Work order:
Starting from the line that contains "the person wearing", reproduce each line exactly through the end of the material, and include no other lines.

#####

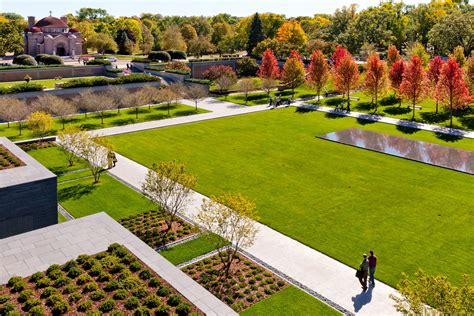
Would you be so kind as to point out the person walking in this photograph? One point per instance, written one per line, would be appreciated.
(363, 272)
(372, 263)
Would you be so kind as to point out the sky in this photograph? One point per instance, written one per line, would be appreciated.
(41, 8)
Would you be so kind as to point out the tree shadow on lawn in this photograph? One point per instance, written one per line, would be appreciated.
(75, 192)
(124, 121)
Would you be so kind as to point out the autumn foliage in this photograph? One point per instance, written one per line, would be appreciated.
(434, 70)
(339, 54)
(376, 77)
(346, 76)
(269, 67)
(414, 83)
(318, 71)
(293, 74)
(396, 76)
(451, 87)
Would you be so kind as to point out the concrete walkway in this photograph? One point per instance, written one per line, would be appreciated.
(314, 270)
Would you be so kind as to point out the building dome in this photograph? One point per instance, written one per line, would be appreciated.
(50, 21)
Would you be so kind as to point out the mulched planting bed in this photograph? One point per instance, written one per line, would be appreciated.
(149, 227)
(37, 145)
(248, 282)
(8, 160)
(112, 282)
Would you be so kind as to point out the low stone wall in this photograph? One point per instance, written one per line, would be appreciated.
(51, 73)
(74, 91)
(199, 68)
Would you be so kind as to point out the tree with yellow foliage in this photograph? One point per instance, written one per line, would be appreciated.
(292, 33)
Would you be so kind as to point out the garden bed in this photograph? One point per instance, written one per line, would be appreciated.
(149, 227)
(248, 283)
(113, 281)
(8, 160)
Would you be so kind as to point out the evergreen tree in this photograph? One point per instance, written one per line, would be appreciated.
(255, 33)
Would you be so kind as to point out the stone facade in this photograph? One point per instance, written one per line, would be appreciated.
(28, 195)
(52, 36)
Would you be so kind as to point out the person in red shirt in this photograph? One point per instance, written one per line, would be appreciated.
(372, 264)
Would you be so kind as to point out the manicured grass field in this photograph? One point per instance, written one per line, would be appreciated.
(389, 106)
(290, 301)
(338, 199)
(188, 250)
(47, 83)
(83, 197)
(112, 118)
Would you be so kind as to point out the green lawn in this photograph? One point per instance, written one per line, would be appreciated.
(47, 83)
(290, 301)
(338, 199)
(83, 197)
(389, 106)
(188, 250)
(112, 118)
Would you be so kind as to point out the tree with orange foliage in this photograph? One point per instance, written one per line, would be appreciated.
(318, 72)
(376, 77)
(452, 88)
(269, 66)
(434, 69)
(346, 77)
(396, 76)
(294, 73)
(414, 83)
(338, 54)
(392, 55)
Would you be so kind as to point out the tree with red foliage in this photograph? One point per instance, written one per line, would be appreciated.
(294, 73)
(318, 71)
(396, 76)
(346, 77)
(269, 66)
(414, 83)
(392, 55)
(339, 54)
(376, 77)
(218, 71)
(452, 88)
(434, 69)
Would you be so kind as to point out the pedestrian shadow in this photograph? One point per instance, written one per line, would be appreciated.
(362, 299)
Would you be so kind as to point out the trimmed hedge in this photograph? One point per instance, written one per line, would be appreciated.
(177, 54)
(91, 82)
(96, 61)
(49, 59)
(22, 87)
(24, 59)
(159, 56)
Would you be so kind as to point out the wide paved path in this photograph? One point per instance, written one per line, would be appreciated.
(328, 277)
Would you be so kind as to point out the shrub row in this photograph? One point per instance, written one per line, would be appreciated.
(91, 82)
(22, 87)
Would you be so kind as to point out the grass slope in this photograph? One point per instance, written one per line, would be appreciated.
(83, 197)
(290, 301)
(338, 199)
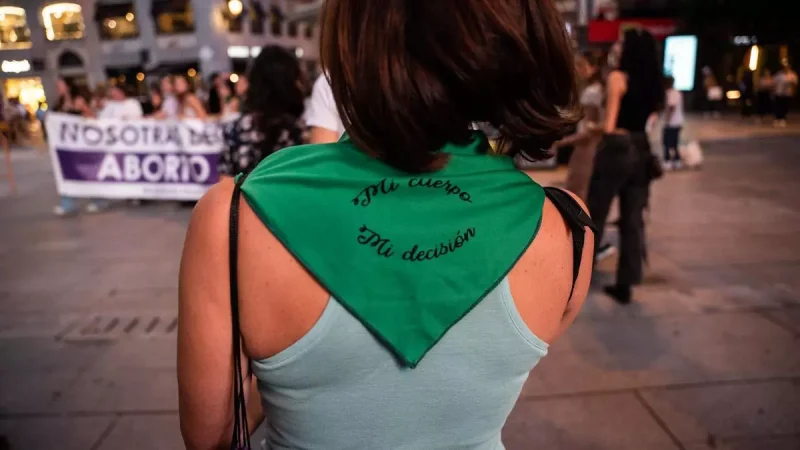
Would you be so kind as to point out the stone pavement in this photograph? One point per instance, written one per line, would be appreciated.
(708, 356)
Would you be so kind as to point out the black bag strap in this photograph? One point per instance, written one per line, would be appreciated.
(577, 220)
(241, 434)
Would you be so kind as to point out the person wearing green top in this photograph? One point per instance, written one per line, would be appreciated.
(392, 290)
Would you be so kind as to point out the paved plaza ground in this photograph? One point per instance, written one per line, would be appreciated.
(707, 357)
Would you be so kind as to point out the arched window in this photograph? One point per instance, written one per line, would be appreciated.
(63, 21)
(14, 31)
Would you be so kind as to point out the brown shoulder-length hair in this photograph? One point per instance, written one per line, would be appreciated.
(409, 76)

#####

Result:
Would you be so kind as to point out the person wearing green top in this photograph? One point per instance, written one per line, would be appreciated.
(392, 290)
Would you be so kind as to point out the paved plaza ground in this photograph? One point per instance, written one per line, would be appreciated.
(707, 357)
Would you be so kind as to point out the arched window in this photograph? One point per instance, written one per line, would be appreciated.
(63, 21)
(14, 31)
Would you be so kind as to point out the brown shoulder-length hair in this photograph? One point per instance, written one per line, would be appreciated.
(409, 76)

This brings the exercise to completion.